= Passage provided =
-- Opening Marker --
A girl has fun with birds at an amusement park in Urumqi, capital of Northwest China's Xinjiang Uygur autonomous region, on Dec 21, 2021. (Photo/Xinhua)
The international community should be vigilant about some trends including the politicization of human rights in terms of global human rights governance, experts said on Tuesday, noting that the right to life and development are top human rights for developing countries.
The global community should cooperate and handle challenges resulting from geopolitics and new technologies, they said at an online event on the sidelines of the 50th session of the United Nations Human Rights Office's Human Rights Council.
"We should support each country to explore its own human rights development path based on its own reality and the needs of its people," said Wang Chao, president of the Chinese People's Institute of Foreign Affairs. "For developing countries, the right to life and development are the fundamental human rights."
In recent years, global human rights governance has gone through a series of obstacles under the influence of changes unseen in a century and the pandemic. "Hegemonism, racism and narrow nationalism have risen, poverty and inequality have intensified, and double standards have prevailed," he said.
Liu Xinsheng, a member of the UN Human Rights Council Advisory Committee, said the turmoil and humanitarian disasters in Africa, the Middle East and Eurasia caused by the United States, which has been attempting to maintain its hegemony, have indicated that hegemony would bring tragedy to world civilizations and order.
-- Closing Marker --
= Data extract =
-- Opening Marker --
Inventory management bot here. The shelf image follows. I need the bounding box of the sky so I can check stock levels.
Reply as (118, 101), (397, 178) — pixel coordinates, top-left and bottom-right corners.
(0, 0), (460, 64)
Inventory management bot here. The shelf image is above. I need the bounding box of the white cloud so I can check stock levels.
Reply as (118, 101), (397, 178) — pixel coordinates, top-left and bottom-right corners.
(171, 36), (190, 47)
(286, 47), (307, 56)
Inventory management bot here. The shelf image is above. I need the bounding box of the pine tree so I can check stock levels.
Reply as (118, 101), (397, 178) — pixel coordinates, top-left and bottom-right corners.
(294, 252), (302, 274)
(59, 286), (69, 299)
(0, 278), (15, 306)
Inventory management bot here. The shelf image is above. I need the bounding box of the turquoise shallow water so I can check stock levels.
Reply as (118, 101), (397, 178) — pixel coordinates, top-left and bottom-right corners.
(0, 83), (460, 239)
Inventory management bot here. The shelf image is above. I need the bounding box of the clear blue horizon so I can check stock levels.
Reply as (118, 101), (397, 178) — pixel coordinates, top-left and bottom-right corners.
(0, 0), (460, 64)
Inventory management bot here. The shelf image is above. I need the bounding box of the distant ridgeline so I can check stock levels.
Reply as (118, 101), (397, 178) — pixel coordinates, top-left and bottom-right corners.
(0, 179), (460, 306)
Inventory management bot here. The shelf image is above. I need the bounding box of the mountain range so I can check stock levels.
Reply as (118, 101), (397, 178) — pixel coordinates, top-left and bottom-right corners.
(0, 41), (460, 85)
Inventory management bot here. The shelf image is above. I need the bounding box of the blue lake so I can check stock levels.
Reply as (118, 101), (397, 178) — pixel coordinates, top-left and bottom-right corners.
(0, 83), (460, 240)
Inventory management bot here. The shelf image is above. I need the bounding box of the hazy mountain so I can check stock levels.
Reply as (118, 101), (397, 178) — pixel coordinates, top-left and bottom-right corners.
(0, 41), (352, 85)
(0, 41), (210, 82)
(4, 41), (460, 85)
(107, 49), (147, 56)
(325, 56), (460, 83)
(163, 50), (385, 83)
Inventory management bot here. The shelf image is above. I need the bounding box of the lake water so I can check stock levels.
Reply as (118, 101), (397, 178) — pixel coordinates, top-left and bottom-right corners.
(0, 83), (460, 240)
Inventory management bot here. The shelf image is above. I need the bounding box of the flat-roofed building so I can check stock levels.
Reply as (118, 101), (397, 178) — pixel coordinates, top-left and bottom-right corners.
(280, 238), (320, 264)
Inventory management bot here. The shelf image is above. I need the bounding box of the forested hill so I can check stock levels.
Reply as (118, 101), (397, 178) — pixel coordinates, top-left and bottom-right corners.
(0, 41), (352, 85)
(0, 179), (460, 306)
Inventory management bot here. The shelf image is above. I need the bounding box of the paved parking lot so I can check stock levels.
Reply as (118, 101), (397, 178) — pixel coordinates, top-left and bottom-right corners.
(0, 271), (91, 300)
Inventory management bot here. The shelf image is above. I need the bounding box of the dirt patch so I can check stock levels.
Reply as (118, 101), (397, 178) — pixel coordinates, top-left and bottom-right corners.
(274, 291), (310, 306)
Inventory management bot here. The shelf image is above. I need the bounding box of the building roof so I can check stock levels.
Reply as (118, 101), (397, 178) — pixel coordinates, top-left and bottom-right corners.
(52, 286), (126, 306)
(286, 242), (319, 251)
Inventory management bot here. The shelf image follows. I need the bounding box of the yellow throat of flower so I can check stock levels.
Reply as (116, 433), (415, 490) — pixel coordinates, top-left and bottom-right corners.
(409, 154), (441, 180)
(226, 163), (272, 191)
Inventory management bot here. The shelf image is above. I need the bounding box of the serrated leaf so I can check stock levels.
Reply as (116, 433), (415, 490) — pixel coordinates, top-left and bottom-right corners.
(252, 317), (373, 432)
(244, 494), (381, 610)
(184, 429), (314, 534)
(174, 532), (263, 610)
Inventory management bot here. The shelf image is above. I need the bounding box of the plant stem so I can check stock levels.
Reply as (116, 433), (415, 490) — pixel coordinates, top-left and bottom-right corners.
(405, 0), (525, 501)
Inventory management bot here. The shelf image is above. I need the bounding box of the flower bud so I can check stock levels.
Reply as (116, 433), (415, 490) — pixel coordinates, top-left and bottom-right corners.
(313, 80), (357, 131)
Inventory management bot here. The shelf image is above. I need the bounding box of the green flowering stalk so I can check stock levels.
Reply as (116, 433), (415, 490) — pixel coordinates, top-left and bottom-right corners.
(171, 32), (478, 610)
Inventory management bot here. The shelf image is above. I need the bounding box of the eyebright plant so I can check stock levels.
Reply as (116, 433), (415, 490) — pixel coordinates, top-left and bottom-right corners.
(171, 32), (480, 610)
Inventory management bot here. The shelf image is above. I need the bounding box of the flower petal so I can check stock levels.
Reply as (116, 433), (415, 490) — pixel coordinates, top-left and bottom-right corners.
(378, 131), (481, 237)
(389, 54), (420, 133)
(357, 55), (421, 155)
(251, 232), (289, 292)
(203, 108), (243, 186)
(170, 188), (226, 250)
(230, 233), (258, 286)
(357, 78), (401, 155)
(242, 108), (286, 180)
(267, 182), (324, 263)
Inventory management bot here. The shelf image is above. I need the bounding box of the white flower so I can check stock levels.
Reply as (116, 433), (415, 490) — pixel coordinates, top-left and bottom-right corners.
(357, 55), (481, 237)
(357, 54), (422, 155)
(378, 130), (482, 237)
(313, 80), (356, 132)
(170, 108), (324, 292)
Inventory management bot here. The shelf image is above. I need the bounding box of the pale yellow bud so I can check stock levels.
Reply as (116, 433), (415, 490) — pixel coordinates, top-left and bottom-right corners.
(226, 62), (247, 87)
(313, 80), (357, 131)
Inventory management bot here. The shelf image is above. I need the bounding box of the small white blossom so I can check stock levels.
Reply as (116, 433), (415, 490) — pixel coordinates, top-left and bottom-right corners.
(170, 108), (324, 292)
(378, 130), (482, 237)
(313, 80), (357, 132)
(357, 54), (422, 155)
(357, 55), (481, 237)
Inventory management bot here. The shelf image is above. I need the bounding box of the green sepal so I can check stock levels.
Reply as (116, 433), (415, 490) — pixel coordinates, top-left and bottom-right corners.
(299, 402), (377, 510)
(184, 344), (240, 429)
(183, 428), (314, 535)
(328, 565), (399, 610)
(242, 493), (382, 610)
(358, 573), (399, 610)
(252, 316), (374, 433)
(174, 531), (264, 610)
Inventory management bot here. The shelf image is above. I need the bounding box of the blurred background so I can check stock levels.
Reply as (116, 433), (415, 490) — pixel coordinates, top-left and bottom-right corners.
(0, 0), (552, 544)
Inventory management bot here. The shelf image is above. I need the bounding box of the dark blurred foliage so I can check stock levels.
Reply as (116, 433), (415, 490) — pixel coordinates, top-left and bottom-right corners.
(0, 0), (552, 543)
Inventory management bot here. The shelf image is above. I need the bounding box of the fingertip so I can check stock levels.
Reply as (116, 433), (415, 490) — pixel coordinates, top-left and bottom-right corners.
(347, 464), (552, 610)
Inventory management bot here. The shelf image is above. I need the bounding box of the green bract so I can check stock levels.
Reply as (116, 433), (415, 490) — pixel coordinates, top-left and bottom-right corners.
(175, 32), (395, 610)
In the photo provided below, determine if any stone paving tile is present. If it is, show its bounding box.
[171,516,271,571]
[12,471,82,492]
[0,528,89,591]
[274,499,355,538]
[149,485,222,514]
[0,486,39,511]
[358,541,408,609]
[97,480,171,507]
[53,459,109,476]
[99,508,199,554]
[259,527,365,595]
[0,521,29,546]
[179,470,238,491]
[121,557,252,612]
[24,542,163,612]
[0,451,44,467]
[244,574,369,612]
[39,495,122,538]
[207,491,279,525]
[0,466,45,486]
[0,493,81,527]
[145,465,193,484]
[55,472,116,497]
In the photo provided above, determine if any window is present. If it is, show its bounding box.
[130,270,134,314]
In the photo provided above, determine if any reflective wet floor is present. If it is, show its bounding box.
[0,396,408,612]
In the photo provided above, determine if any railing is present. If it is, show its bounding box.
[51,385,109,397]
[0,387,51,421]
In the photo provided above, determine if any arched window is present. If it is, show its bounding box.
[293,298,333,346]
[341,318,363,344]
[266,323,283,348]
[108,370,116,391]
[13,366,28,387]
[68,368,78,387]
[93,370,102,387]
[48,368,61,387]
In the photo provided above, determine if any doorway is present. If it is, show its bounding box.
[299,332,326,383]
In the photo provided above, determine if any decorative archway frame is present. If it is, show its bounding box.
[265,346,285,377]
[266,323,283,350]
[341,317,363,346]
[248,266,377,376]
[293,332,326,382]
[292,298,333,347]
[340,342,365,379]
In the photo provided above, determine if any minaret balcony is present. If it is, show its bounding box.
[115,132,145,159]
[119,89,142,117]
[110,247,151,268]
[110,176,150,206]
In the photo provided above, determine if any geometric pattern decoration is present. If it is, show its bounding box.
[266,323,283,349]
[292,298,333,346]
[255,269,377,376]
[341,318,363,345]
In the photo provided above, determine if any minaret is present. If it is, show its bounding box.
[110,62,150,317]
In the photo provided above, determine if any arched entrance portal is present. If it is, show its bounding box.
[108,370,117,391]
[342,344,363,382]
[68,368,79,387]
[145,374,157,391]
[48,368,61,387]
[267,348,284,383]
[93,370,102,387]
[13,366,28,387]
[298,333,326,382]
-- Closing Marker --
= Work to complete =
A: In the article on global human rights governance, what position does Wang Chao hold?
B: Summarize the article on global human rights governance in two sentences.
C: Proceed with the article on global human rights governance, starting after its final sentence.
The material has no connection to the article on global human rights governance.

= Answers for the exercise =
A: He is president of the Chinese People's Institute of Foreign Affairs.

B: At an online event held alongside the 50th session of the UN Human Rights Council, experts warned against the politicization of human rights and called for global cooperation on challenges arising from geopolitics and new technologies. They argued that each country should follow its own human rights development path and that the rights to life and development are fundamental for developing countries, and one speaker said that hegemony pursued by the United States has caused turmoil and humanitarian disasters in several regions.

C:
Hassan Njifon Njoya, a political science lecturer at the University of Buea in Cameroon, also shared Liu's view. Njoya criticized the double standards of some Western countries imposing, what they think, more superior values and lifestyles, on developing countries.
"Improving the global human rights governance requires respect for the differences in culture, history and political systems," he said, adding that everyone should consider the cultural uniqueness of each country.
He called for solidarity among developing countries in order to reduce the dependence on developed countries. "Developing countries should unite and set up partnerships in terms of economy, trade and international organizations, such as the UN Security Council, since our interests intersect a lot," he said.
Li Xin, executive director of the Center for International Communications at the Shanghai Institutes for International Studies, stressed the importance of development rights for developing countries and said only when people in the world live a good life economically can human rights protection have a foundation.
She urged that the global community should abandon ideological bias and strengthen consensus to contribute to human rights governance.